◆ Given request ◆
Rewrite the stretch from the line containing "task: segment the green leaf" through the line containing "[[[86,99],[81,99],[75,106],[75,130],[84,136],[90,130],[90,103]]]", changing "top-left corner" to "upper-left corner" and keeping everything else the same. Give only those lines.

◆ Task inputs ◆

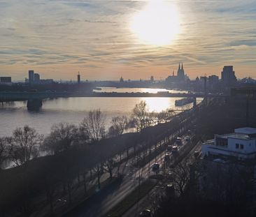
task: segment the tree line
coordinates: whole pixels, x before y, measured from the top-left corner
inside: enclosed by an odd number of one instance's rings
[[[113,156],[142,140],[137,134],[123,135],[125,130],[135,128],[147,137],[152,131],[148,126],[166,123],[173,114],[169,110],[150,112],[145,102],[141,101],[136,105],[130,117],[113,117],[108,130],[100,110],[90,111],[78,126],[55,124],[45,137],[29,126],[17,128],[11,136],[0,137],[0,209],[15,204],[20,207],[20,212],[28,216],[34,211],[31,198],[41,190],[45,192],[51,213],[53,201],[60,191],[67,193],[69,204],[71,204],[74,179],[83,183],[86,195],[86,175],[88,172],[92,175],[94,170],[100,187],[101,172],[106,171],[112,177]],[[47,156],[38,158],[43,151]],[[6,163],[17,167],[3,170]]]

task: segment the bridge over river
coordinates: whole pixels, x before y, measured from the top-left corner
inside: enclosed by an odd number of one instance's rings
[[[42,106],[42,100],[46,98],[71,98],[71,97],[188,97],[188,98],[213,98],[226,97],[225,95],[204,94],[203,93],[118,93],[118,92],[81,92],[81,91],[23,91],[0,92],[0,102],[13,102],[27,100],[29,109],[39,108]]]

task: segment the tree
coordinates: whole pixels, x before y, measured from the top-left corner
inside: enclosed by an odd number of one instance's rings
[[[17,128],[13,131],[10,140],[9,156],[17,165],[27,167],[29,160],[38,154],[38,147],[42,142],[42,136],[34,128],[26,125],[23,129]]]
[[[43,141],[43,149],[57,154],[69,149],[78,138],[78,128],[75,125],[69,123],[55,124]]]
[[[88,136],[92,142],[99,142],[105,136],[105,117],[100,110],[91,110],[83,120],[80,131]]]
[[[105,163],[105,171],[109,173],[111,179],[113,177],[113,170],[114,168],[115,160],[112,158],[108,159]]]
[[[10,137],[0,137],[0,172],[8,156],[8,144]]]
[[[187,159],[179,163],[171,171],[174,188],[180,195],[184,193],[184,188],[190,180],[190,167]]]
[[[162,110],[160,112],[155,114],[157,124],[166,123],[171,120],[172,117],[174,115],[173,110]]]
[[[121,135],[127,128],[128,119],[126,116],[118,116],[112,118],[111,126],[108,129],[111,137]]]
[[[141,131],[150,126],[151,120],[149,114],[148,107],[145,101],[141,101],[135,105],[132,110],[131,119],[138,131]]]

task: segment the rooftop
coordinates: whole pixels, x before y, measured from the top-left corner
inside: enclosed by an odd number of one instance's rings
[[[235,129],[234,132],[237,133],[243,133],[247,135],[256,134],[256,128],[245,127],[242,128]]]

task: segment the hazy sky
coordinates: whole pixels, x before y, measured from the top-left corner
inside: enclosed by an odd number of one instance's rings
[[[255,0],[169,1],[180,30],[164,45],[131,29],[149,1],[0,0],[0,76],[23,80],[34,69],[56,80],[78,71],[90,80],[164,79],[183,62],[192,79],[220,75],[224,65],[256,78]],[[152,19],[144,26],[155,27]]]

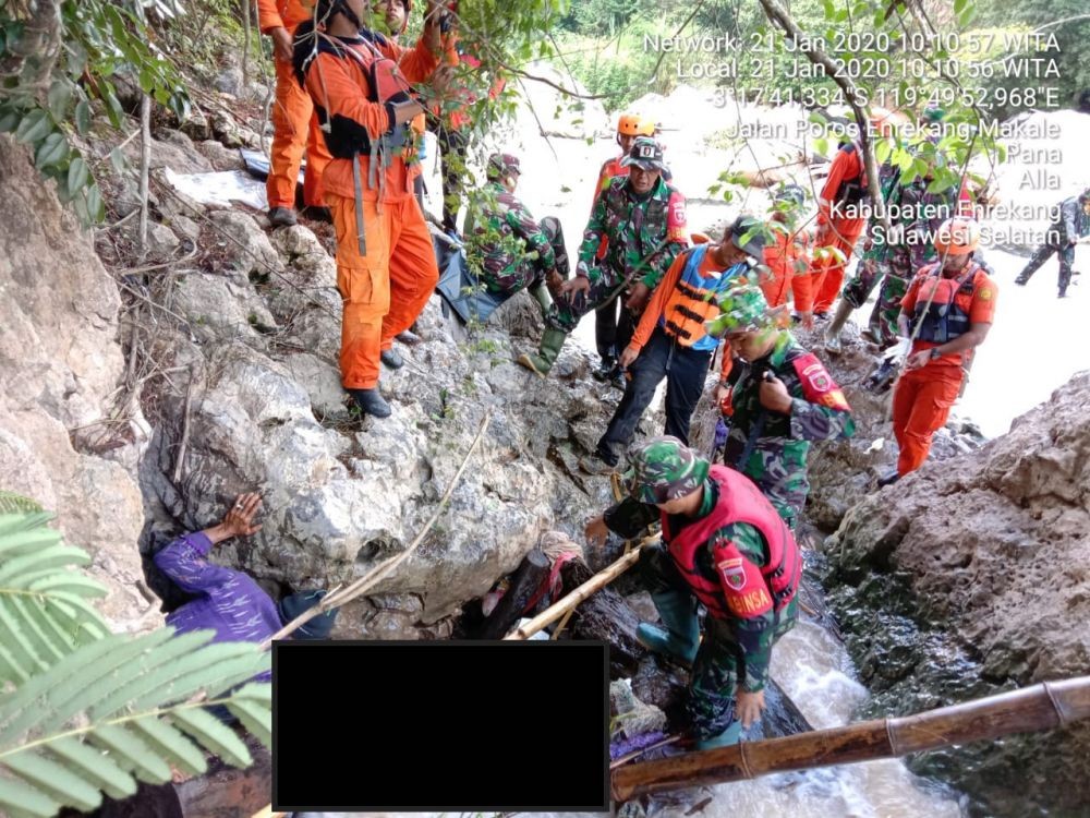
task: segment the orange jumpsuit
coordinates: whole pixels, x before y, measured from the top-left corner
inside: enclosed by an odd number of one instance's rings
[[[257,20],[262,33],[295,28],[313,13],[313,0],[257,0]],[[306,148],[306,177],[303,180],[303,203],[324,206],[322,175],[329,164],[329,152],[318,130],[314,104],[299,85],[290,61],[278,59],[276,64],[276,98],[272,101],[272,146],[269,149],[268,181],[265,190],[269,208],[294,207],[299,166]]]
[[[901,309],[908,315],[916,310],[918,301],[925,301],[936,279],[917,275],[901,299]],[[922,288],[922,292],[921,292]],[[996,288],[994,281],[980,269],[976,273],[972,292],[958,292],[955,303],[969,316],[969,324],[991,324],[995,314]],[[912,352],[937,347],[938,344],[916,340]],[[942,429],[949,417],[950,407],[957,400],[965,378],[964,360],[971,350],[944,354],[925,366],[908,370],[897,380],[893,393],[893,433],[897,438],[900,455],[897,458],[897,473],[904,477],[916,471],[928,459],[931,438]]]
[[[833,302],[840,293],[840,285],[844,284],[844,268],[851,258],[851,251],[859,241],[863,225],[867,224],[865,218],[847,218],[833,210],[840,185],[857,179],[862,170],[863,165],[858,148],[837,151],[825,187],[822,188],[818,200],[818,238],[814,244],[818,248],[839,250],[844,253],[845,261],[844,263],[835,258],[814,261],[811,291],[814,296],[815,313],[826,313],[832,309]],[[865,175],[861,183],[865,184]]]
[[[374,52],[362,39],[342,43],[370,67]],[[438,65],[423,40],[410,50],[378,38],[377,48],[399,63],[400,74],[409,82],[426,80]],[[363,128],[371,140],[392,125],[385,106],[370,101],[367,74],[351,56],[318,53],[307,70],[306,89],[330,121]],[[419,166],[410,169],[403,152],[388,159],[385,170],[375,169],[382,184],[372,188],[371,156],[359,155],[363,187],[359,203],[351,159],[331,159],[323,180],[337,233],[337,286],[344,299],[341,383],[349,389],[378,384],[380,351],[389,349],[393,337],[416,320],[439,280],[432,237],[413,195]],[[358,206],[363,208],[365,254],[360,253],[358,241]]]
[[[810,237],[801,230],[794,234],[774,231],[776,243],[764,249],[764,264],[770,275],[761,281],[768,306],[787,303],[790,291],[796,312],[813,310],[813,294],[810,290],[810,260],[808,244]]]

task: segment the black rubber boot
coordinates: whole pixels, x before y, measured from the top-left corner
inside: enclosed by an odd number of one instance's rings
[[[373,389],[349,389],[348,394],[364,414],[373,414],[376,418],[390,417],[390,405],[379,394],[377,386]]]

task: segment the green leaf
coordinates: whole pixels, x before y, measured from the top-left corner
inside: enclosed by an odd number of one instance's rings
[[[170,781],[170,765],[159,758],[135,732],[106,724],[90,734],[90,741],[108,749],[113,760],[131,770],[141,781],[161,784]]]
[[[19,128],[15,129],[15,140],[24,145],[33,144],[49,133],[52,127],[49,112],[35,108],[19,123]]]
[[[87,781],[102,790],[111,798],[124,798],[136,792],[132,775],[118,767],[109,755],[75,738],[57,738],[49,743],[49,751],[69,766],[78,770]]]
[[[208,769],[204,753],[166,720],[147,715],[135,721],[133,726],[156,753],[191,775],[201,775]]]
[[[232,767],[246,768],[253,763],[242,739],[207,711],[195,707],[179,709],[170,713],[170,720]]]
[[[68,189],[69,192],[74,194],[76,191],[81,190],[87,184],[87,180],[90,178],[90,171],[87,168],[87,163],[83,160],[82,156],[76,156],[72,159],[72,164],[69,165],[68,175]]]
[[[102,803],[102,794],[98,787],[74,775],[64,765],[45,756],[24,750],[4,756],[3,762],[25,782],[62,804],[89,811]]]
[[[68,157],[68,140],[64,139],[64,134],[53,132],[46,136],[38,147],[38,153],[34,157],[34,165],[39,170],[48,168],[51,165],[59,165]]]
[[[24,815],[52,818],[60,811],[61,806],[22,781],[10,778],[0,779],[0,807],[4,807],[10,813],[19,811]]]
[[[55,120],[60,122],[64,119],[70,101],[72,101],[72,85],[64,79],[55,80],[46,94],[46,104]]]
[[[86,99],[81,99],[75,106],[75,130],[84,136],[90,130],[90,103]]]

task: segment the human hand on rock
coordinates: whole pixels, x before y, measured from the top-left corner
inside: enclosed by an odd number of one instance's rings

--

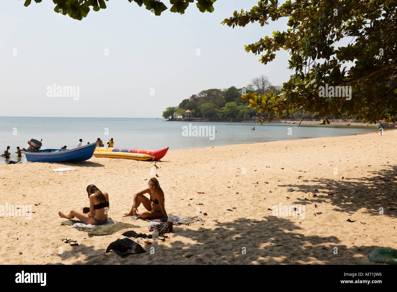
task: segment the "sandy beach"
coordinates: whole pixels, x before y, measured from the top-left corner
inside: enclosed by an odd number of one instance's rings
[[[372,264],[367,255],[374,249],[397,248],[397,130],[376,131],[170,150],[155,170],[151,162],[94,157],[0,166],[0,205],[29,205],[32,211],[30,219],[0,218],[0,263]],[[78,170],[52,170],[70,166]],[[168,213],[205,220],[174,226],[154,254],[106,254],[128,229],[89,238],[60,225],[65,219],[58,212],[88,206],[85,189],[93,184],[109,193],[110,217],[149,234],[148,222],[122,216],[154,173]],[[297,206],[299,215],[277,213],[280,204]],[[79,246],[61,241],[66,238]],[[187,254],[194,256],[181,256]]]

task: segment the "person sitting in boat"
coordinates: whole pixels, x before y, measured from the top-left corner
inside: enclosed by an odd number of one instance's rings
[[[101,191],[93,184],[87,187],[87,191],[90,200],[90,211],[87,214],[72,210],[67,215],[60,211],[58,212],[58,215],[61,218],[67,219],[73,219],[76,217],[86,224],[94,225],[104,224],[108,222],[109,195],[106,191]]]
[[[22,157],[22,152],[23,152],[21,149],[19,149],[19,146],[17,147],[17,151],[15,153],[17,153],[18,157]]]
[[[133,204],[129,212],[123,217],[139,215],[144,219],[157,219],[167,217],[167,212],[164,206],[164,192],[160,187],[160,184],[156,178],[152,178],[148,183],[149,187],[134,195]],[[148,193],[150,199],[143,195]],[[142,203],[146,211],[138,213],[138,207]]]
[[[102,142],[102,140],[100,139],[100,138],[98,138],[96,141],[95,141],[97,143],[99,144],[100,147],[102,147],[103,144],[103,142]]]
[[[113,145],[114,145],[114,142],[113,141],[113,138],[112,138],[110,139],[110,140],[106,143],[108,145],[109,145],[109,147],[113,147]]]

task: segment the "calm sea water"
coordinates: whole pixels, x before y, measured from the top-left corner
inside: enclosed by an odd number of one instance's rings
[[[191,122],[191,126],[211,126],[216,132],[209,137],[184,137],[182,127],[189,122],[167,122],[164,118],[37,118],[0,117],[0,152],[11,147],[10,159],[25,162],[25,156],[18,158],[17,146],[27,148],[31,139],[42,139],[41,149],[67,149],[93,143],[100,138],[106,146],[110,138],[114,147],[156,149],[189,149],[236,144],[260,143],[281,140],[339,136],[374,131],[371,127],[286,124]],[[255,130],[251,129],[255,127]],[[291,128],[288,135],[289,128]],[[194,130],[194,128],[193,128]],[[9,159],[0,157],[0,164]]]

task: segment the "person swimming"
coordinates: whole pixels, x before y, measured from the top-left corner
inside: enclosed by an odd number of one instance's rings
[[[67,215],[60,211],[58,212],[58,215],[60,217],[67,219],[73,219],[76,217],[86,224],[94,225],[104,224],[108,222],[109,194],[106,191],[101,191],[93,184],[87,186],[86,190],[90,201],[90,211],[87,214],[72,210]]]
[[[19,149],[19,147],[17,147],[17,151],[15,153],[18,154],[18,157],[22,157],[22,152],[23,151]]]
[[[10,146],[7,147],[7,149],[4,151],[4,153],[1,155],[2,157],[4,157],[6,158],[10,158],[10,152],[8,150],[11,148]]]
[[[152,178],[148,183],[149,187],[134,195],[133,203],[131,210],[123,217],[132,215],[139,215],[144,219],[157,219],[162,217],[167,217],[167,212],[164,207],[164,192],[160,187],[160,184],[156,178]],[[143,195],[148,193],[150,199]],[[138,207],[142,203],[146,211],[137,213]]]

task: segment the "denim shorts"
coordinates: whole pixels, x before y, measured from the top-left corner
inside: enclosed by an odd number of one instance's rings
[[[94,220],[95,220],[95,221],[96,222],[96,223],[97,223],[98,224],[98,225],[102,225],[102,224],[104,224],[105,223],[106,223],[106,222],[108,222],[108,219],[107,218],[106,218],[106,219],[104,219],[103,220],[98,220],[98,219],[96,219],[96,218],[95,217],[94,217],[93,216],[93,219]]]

---

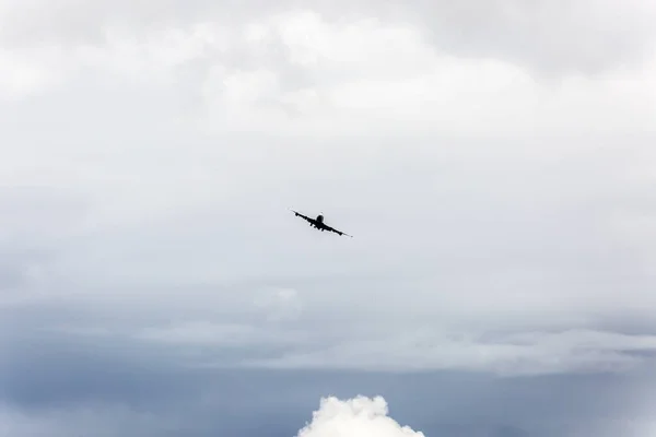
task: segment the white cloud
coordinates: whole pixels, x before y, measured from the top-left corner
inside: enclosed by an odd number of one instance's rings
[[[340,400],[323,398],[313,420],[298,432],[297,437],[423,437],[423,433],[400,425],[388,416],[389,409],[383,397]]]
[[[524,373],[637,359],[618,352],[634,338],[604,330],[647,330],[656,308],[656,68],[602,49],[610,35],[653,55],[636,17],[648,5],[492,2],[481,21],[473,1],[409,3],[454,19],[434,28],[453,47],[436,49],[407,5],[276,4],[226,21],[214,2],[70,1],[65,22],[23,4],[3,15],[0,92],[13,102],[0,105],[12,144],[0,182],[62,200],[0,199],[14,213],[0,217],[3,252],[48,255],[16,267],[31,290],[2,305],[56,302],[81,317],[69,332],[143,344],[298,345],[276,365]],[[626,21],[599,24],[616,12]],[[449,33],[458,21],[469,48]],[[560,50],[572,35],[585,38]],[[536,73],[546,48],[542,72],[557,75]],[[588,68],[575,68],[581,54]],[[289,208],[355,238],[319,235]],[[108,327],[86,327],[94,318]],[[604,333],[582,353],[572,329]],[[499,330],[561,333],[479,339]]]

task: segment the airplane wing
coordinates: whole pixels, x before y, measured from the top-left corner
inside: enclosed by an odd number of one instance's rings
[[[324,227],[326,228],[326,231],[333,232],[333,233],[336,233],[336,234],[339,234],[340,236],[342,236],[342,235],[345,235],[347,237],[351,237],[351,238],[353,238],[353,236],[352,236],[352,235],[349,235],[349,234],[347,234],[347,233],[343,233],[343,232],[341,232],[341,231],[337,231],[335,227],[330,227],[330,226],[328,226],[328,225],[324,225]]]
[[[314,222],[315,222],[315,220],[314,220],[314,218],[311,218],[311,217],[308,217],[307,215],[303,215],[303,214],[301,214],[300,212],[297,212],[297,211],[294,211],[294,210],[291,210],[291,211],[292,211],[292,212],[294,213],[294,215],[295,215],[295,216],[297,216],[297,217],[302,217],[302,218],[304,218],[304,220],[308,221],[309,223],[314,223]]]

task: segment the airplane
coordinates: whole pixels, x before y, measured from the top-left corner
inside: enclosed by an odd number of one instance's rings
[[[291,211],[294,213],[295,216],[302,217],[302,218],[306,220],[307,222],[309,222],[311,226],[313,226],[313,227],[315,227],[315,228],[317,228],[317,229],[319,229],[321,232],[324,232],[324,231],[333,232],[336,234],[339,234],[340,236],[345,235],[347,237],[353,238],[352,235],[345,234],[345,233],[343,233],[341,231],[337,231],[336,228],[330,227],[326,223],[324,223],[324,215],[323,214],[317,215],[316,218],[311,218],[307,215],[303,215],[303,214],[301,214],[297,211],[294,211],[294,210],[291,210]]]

◆ Solved exercise ◆
task: segment the green leaf
coordinates: whole pixels, x before y, measured from the upper-left corner
inside: enclosed by an odd number of one instance's rings
[[[170,781],[170,765],[159,758],[135,732],[106,724],[90,734],[90,741],[108,749],[113,760],[131,770],[141,781],[161,784]]]
[[[19,128],[15,129],[15,140],[24,145],[33,144],[49,133],[52,127],[49,112],[35,108],[19,123]]]
[[[87,781],[102,790],[111,798],[124,798],[136,792],[132,775],[118,767],[109,755],[75,738],[57,738],[49,743],[49,751],[69,766],[78,770]]]
[[[208,769],[204,753],[166,720],[147,715],[135,721],[133,726],[156,753],[191,775],[201,775]]]
[[[232,767],[246,768],[253,763],[242,739],[207,711],[195,707],[179,709],[170,713],[170,720]]]
[[[68,189],[69,192],[74,194],[76,191],[81,190],[87,184],[87,180],[90,178],[90,171],[87,168],[87,163],[83,160],[82,156],[76,156],[72,159],[72,164],[69,165],[68,175]]]
[[[102,803],[102,794],[98,787],[74,775],[64,765],[45,756],[24,750],[4,756],[3,762],[25,782],[62,804],[89,811]]]
[[[68,157],[68,140],[64,139],[64,134],[53,132],[46,136],[38,147],[38,153],[34,157],[34,165],[39,170],[48,168],[51,165],[59,165]]]
[[[24,815],[52,818],[60,811],[61,806],[22,781],[10,778],[0,779],[0,807],[4,807],[10,813],[19,811]]]
[[[55,120],[60,122],[64,119],[70,101],[72,101],[72,85],[64,79],[55,80],[46,94],[46,104]]]
[[[86,99],[81,99],[75,106],[75,130],[84,136],[90,130],[90,103]]]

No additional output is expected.